Text passage:
►

Plant of the Week: Purple Passionflower

Purple Passionflower (Passiflora incarnata)This vine flower’s many intricate parts have been said to represent various aspects of the Christian crucifixion story, giving the plant its name: “passion.”

The High Line’s planting design is inspired by the self-seeded landscape that grew up between rail tracks after the trains stopped running in the 1980s. Today, the High Line includes more than 300 species of perennials, grasses, shrubs, and trees — each chosen for their hardiness, adaptability, diversity, and seasonal variation in color and texture. Some of the species that originally grew on the High Line’s rail bed are reflected in the park landscape today.

This week we share with you one of our gardeners’ current favorites.

Every day new visitors come to the High Line to experience the wonder of the park, and we welcome our latest first-timer—Purple passionflower, Passiflora incarnata—with open arms. This beautiful vine, native to various parts of the United States, blooms for its first season on the High Line this summer. The plant can grow to be 25 feet long, sprouting unique fringe-like lavender flowers with prominent yellow pistils and stamens, which eventually give way to an orange-yellow berry.

◄

Problems to solve:
A: Answer these questions from the passionflower text:
(i) What are the flower's many intricate parts said to represent?
(ii) In what decade did the trains stop running?
(iii) How long can the vine grow?
B: Rewrite the paragraph of the passionflower text that begins "The High Line's planting design is inspired" as a short list of its main facts.
The material has no connection to the passionflower text.

Given information:
►

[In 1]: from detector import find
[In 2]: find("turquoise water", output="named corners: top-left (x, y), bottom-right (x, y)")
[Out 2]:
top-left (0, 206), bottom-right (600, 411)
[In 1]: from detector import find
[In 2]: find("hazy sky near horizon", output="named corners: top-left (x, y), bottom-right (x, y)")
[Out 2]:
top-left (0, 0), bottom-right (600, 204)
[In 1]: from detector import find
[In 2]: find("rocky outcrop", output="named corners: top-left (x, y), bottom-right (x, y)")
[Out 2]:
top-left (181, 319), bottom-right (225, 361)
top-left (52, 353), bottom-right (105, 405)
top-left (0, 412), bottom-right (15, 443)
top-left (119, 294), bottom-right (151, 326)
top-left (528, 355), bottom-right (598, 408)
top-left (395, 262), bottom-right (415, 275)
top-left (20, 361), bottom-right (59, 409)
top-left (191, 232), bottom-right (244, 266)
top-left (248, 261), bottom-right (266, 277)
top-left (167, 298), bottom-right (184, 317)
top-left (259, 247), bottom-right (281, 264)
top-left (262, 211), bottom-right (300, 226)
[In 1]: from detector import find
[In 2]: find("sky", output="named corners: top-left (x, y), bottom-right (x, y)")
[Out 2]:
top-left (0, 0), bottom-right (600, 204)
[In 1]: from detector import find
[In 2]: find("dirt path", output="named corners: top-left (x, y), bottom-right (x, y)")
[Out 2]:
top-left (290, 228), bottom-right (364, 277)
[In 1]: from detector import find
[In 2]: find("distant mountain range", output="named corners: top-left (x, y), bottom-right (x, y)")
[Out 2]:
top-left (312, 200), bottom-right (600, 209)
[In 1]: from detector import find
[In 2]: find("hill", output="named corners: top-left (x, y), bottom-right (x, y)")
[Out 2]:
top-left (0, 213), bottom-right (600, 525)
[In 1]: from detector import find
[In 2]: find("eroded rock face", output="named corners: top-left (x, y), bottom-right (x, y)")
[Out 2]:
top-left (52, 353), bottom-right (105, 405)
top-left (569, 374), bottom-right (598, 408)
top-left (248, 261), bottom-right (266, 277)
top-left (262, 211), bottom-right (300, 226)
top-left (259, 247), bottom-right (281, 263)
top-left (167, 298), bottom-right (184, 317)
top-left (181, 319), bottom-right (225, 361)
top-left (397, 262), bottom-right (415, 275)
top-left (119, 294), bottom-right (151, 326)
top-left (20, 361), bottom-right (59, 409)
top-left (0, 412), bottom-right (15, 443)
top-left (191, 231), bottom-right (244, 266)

◄

Results in order:
A:
(i) Various aspects of the Christian crucifixion story.
(ii) The 1980s.
(iii) Up to 25 feet.

B:
- The planting design takes its inspiration from the self-seeded landscape that grew between the rail tracks after trains stopped running in the 1980s.
- The park now has more than 300 species of perennials, grasses, shrubs, and trees.
- Each was chosen for hardiness, adaptability, diversity, and seasonal variation in color and texture.
- Some species that originally grew on the rail bed are reflected in today's landscape.